*TASK DIRECTIONS:* Gather every line from the material below that contains the word "hanging", and list them in their original order.

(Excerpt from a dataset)
>>>

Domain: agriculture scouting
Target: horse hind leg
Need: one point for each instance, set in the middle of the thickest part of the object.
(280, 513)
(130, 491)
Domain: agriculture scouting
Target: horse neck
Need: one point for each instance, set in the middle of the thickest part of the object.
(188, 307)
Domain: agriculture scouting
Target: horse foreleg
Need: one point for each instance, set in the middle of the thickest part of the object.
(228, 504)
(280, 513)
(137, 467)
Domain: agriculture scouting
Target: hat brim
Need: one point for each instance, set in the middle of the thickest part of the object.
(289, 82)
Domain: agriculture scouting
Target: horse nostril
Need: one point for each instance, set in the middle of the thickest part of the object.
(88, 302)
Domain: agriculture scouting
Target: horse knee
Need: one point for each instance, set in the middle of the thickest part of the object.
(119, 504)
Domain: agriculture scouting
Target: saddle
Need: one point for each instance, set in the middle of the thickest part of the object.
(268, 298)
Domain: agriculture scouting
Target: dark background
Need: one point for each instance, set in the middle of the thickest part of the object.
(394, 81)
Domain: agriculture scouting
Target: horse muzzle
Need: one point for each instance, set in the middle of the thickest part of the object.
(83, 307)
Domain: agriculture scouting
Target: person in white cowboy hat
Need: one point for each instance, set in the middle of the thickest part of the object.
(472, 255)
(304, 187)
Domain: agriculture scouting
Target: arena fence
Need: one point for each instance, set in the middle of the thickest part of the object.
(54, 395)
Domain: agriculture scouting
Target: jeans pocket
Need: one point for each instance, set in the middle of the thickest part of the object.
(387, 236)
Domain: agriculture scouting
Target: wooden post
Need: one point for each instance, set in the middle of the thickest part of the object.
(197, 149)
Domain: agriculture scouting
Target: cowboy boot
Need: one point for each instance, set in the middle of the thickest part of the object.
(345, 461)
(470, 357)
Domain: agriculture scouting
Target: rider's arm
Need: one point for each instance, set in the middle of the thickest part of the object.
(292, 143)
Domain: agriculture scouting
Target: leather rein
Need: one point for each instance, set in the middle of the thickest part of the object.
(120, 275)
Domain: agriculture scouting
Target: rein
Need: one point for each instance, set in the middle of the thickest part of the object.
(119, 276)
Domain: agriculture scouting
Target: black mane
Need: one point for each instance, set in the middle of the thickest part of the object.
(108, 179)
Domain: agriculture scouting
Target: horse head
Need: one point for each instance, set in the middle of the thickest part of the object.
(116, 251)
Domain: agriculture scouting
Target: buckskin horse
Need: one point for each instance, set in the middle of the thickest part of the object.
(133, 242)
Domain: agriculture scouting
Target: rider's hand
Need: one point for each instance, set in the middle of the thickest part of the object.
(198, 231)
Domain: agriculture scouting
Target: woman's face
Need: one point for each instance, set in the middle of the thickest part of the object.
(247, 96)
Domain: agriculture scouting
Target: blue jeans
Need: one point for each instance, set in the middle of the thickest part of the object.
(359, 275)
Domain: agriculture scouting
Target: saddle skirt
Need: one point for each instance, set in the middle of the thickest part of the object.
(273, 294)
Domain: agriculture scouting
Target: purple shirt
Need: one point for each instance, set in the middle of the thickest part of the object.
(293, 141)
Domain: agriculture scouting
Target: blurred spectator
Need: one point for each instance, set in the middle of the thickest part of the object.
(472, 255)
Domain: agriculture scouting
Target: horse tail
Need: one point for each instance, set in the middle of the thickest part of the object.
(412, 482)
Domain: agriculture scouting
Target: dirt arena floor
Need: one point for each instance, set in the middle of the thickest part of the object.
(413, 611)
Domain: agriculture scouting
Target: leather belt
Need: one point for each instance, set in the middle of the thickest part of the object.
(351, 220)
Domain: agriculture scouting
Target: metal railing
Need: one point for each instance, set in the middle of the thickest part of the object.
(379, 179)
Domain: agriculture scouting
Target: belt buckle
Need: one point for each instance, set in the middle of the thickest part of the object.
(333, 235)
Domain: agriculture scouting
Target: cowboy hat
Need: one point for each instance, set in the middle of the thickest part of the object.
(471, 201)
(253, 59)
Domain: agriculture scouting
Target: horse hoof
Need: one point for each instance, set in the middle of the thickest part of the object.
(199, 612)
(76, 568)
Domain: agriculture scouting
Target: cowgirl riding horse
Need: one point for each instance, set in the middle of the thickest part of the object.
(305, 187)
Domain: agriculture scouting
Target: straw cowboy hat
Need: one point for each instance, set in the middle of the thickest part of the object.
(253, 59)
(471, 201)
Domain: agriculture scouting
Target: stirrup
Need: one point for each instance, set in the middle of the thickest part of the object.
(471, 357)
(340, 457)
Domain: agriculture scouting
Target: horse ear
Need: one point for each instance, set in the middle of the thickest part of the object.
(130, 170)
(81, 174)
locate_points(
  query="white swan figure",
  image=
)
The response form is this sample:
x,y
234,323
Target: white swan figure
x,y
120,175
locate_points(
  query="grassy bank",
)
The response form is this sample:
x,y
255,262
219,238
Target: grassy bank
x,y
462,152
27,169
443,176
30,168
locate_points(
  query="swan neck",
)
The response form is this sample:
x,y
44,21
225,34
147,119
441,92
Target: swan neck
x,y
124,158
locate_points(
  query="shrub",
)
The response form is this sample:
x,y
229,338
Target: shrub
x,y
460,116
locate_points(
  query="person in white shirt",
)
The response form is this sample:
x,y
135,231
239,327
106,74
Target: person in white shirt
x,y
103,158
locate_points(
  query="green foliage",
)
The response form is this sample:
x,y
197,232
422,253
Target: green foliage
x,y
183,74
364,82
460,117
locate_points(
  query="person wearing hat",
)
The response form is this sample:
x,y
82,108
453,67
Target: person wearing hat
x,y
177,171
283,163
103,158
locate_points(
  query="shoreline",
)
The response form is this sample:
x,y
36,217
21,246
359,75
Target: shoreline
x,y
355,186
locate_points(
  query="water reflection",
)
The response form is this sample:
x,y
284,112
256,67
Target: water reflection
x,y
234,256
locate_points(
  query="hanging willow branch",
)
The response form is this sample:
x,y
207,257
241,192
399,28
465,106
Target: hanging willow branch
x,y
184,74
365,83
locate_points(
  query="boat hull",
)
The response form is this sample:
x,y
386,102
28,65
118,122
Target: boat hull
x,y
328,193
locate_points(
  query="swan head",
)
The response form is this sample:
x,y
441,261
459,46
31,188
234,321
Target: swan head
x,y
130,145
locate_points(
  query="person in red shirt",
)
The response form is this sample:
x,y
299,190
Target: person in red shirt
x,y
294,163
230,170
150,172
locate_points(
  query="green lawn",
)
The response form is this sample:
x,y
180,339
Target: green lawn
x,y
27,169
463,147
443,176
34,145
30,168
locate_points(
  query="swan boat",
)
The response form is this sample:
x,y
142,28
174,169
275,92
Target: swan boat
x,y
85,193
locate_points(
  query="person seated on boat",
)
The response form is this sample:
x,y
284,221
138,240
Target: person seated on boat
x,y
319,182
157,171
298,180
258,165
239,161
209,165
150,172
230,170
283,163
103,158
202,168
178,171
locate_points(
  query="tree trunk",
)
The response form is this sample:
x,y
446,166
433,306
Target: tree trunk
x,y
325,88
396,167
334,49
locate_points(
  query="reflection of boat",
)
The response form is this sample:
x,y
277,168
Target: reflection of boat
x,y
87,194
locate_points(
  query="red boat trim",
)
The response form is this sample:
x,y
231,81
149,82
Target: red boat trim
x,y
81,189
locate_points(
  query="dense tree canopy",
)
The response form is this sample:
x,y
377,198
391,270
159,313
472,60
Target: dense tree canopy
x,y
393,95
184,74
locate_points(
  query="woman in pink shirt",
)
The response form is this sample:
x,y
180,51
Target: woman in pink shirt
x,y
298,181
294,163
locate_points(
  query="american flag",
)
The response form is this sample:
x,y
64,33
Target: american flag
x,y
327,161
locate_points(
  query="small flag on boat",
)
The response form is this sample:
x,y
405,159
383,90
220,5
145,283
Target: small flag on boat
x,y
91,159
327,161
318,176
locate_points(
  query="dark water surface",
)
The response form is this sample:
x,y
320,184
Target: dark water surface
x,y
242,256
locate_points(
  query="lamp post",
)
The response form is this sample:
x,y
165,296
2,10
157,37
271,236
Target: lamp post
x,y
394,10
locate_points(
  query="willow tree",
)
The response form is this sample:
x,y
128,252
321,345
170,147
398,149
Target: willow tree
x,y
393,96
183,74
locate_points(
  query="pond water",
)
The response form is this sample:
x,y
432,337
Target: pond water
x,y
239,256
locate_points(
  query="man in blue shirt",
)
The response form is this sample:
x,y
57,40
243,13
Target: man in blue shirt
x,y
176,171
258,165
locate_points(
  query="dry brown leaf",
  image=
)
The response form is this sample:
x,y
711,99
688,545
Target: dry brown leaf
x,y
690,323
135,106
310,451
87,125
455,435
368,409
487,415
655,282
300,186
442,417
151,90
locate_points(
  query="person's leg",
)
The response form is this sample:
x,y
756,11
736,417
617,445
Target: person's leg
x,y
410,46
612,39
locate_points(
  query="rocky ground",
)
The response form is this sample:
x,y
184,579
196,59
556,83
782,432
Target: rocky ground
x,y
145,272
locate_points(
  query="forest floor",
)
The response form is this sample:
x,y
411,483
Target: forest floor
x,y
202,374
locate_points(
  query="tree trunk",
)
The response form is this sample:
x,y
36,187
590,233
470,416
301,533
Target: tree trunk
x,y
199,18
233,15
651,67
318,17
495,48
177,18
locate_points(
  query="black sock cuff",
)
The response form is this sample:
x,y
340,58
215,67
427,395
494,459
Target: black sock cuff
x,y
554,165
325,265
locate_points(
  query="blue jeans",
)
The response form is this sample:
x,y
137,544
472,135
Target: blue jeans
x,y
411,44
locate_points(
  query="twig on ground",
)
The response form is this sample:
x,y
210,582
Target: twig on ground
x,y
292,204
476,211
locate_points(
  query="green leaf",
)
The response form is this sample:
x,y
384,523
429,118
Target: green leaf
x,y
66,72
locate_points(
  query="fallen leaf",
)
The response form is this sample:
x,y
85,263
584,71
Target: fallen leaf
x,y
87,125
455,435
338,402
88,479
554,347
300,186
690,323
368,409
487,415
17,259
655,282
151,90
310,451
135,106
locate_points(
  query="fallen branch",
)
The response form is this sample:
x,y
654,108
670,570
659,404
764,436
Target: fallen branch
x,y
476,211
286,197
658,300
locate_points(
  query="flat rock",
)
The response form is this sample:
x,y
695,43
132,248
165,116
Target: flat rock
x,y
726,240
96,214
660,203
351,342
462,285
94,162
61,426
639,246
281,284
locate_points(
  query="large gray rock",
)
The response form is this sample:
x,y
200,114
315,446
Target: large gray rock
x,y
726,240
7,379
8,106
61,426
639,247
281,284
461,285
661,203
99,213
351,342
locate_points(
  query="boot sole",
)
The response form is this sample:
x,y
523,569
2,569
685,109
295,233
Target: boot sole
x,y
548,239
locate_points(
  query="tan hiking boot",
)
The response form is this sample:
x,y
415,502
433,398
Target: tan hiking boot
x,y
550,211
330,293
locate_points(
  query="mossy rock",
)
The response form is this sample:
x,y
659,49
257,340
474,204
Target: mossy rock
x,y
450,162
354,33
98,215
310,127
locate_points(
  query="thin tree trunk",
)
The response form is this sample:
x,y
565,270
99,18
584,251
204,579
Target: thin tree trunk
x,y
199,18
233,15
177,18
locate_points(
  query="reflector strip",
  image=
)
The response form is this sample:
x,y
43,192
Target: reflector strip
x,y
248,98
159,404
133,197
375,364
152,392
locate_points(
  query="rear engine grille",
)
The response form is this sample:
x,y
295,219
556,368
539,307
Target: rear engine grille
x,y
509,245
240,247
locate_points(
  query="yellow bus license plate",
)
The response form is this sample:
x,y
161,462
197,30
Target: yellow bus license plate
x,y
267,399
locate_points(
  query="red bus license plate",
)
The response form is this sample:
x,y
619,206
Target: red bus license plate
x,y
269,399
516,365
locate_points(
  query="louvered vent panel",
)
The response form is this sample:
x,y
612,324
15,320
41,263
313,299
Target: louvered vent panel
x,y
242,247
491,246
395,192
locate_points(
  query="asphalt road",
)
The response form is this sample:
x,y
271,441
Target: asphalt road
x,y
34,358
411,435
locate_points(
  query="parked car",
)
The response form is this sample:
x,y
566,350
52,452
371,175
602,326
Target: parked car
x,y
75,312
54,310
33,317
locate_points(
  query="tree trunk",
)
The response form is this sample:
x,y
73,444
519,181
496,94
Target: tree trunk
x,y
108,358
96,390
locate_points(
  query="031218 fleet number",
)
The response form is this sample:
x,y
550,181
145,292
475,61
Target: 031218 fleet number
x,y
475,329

<<<

*FULL ANSWER:*
  query="hanging willow branch",
Target: hanging willow branch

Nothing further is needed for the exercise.